* _TASK OBJECTIVE_: Copy out all of the data below with no alterations.

* _INFORMATION SUPPLIED_:
- - - - -

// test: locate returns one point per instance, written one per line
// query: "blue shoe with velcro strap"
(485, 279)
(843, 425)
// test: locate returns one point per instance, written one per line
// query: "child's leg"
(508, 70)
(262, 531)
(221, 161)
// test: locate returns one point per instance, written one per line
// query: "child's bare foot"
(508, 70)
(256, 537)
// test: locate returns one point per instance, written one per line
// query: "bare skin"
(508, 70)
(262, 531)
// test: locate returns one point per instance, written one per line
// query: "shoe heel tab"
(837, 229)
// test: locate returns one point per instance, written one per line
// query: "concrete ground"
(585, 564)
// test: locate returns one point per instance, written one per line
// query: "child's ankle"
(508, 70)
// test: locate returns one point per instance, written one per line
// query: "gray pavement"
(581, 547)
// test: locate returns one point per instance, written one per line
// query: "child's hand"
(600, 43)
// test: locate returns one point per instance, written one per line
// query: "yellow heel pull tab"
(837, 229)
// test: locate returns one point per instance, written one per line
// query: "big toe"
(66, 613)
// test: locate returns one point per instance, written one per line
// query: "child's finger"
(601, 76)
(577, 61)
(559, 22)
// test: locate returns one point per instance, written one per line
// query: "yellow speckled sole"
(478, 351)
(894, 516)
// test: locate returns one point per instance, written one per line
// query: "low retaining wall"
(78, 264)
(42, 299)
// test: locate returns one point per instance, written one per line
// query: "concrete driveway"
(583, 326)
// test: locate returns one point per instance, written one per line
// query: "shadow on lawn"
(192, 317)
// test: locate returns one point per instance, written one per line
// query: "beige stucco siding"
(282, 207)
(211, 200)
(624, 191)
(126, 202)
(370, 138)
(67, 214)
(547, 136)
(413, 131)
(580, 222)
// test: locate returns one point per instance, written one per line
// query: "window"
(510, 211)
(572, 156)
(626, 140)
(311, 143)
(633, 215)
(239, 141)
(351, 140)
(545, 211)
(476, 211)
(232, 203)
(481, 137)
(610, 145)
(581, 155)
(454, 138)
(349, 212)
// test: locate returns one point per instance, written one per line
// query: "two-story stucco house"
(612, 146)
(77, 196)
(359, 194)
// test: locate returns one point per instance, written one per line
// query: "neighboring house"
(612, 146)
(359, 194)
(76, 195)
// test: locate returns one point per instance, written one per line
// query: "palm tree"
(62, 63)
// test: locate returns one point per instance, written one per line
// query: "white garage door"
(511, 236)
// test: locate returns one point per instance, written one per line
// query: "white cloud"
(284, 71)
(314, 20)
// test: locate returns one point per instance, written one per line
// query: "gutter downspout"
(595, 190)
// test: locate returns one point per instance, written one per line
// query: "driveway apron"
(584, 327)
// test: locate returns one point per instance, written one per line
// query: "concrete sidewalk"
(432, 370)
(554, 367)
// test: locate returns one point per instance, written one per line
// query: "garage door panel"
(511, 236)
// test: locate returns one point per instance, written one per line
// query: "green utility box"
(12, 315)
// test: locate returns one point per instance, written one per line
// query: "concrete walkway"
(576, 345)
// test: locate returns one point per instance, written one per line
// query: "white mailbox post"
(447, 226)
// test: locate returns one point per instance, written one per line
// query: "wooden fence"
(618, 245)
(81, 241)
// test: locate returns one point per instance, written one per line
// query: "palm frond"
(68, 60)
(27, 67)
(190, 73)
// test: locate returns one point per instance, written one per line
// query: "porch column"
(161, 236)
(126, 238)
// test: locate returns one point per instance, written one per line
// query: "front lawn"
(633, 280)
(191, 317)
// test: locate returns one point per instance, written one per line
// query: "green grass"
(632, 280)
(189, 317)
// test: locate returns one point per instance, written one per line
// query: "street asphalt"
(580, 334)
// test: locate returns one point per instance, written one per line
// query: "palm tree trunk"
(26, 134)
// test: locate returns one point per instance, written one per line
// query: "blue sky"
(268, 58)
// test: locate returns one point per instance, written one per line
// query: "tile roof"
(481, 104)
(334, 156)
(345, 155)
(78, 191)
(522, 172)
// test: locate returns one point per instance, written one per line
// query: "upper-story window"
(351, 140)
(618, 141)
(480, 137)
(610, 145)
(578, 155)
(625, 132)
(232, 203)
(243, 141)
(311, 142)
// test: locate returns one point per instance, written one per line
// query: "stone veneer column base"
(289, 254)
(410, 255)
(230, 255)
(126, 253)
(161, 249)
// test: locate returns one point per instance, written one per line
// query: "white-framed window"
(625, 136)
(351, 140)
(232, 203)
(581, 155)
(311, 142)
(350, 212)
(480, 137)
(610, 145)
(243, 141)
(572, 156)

- - - - -

* _SOLUTION TO THE PROBLEM_:
// test: locate returns one point per instance, written one per line
// query: "blue shoe with velcro strap"
(485, 279)
(843, 425)
// test: locate returns one point per instance, written one per line
// query: "child's leg"
(508, 70)
(262, 531)
(221, 161)
// test: locate returns one point per instance, written one per line
// query: "child's bare foot"
(508, 70)
(256, 537)
// test: locate returns one point per instance, written one per line
// query: "bare skin"
(508, 70)
(262, 531)
// test: locate returns one point per instance, written one per line
// query: "shoe heel tab"
(837, 229)
// test: locate returns one point per instance, written one per line
// query: "concrete ground"
(585, 564)
// test: locate returns one point per instance, written one per line
// query: "child's ankle"
(508, 70)
// test: locate returns one point per instance, written one per line
// query: "gray pavement"
(581, 547)
// test: locate returns one point per instance, written one per line
// query: "child's hand"
(600, 43)
// test: locate returns one point per instance, written one per line
// query: "yellow heel pull tab"
(837, 229)
// test: locate returns one point per instance, written one per line
// query: "big toe"
(66, 613)
// test: locate returns one point per instance, written one per line
// query: "child's finger"
(601, 76)
(577, 61)
(559, 22)
// test: locate returns one point per instance, written one per line
// query: "yellow speckled sole"
(478, 351)
(894, 516)
// test: locate returns one point per instance, written one per line
// query: "low retaining wall"
(78, 264)
(42, 299)
// test: locate returns one point per instance, written one per line
// query: "concrete driveway"
(583, 326)
// test: locate returns one point per instance, written one per line
// query: "shadow on lawn"
(192, 317)
// test: locate returns one point per instance, written one per line
// query: "beige stucco siding"
(282, 207)
(211, 200)
(624, 191)
(126, 202)
(370, 138)
(67, 214)
(547, 136)
(413, 131)
(580, 222)
// test: locate returns one point per instance, written one per line
// query: "window"
(510, 211)
(572, 156)
(626, 140)
(311, 143)
(633, 215)
(239, 141)
(351, 140)
(545, 211)
(476, 211)
(232, 203)
(481, 137)
(610, 145)
(581, 155)
(454, 138)
(349, 212)
// test: locate returns one point per instance, written one per line
// query: "two-story stucco house"
(612, 146)
(77, 196)
(359, 194)
// test: locate returns one point per instance, written one per line
// query: "neighboring house"
(612, 146)
(359, 194)
(76, 195)
// test: locate returns one point per instance, written one per line
// query: "palm tree"
(62, 63)
// test: locate returns one point per instance, written one per line
// query: "white garage door"
(511, 236)
// test: locate returns one point per instance, written one per line
// query: "white cloud"
(284, 71)
(314, 20)
// test: locate returns one point per instance, written one per line
// query: "gutter downspout"
(595, 190)
// test: locate returns one point per instance, written one per line
// query: "driveway apron"
(584, 327)
// test: locate returns one point per instance, written one per line
// query: "concrete sidewalk"
(432, 370)
(554, 367)
// test: locate returns one point per instance, written one per line
// query: "garage door panel"
(511, 236)
// test: locate returns one point per instance, written one per line
// query: "green utility box"
(12, 315)
// test: locate returns one point per instance, written one per line
// query: "concrete walkway"
(576, 345)
// test: locate returns one point per instance, written one per line
// query: "white mailbox post"
(447, 226)
// test: locate returns one point per instance, written one per line
// query: "wooden fence"
(618, 245)
(81, 241)
// test: locate returns one point per instance, written one per line
// query: "palm frond"
(68, 60)
(27, 67)
(190, 73)
// test: locate returns one point per instance, written one per line
// query: "porch column"
(161, 236)
(126, 238)
// test: locate returns one point per instance, written one per line
// query: "front lawn"
(633, 280)
(191, 317)
// test: locate returns one point per instance, written one per line
// query: "green grass"
(632, 280)
(189, 317)
// test: locate returns one point per instance, written one per line
// query: "street asphalt"
(580, 334)
// test: locate returns one point per instance, written one per line
// query: "palm tree trunk"
(26, 134)
// test: locate returns one point per instance, written one per line
// query: "blue sky"
(268, 58)
// test: locate returns one point per instance, written one per line
// query: "tile roof"
(481, 104)
(334, 156)
(345, 155)
(78, 191)
(522, 172)
// test: locate returns one point per instance, written one per line
// query: "upper-story window"
(351, 140)
(618, 141)
(480, 137)
(610, 145)
(578, 155)
(625, 132)
(232, 203)
(243, 141)
(311, 142)
// test: locate returns one point per instance, written one per line
// query: "stone veneer column base"
(289, 254)
(410, 255)
(230, 255)
(126, 253)
(161, 249)
// test: locate returns one point per instance, written one per line
// query: "white-framed window"
(625, 136)
(351, 140)
(232, 203)
(581, 155)
(311, 142)
(350, 212)
(480, 137)
(610, 145)
(243, 141)
(572, 156)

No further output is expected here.